> **Brano**:
+++++
Fonte: Limes
RABBRIVIDIRE PER KIEV?
Le tre ipotesi di reazione all’invasione russa dell’Ucraina: guerra al Cremlino, sanzioni economiche, stare a guardare. Perché abbiamo scelto la numero due, che assomiglia abbastanza alla tre. Derussificare i nostri consumi fossili è possibile. Ma con giudizio.
1. Proviamo a banalizzare, e non senza una qualche dose di cinismo. L’esercito di uno Stato sovrano (per esempio la Russia) penetra sparando nel territorio di un altro Stato sovrano (facciamo l’Ucraina). In teoria (banalità) abbiamo tre opzioni. La prima è l’opzione militare, e dunque dispiegare le forze in soccorso dell’invaso. La seconda è l’opzione economica, laddove ci teniamo lontani dal terreno ma ci ingegniamo a punire l’invasore impoverendolo attraverso «sanzioni» economico-finanziarie; e la terza è non far nulla e lasciar fare. Ciascuna opzione ha conseguenze proprie (cinismo). Se imbocchiamo l’opzione militare si muore tutti. Se imbocchiamo l’opzione economica si diventa più poveri tutti. Se lasciamo fare si muore e si diventa più poveri essenzialmente in Ucraina. Donde il paradosso per cui la terza opzione è in realtà molto gettonata; però per ragioni di political correctness sempre e comunque e solo (o quasi) sotto falso nome.
2. La declinazione dei nomi dell’opzione 3 ha la sua versione più nobile nell’appello alla diplomazia. Niente guerra; niente sanzioni; tanta trattativa e una spruzzata abbondante di diritto internazionale. Si vis pacem para bellum è massima che questa declinazione non può che obliterare. Quali strumenti di negoziato, al netto della buona volontà, restino disponibili confesso non essermi chiaro. Qualcuno è giunto a sostenere che se disarmassimo ci sederemmo più forti al tavolo; ma a me che pur spero di sbagliarmi pare solo andargli a proporre di arrenderci noi invece dell’Ucraina. Temo accetterebbero.
+++++
> **Materiale fornito**:
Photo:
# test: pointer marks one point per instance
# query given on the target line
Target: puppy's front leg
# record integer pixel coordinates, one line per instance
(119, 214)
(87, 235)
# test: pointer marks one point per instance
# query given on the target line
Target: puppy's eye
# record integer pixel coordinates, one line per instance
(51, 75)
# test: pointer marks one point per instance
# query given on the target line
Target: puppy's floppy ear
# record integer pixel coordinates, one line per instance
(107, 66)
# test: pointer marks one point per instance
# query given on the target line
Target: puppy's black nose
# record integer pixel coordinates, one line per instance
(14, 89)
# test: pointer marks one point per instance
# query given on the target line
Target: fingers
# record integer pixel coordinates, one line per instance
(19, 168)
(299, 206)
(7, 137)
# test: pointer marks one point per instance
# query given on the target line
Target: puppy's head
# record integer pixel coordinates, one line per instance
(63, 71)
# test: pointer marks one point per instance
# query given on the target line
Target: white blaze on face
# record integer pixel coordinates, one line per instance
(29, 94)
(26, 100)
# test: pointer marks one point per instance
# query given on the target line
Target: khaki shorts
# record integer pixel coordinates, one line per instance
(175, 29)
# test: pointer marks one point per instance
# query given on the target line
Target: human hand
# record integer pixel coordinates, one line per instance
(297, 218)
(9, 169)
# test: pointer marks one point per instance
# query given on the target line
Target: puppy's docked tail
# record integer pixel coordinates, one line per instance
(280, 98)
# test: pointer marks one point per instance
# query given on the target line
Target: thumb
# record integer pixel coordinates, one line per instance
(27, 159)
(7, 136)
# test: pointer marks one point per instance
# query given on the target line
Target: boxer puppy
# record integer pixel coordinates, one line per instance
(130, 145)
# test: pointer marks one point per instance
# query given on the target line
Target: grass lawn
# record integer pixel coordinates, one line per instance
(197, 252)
+++++
> **Consegne dell'esercizio**:
1. Nel brano sull'invasione russa dell'Ucraina, spiega in una-tre frasi perché la terza opzione è molto gettonata e perché viene sostenuta sotto falso nome.
2. Secondo il brano, qual è la versione più nobile dei nomi con cui si declina l'opzione 3?

> **Risposte per consegna**:
1. Con la terza opzione, cioè lasciar fare, si muore e si diventa più poveri essenzialmente in Ucraina. L'opzione militare farebbe invece morire tutti e quella economica renderebbe tutti più poveri. Per ragioni di political correctness la si sostiene però quasi sempre sotto falso nome.

2. L'appello alla diplomazia.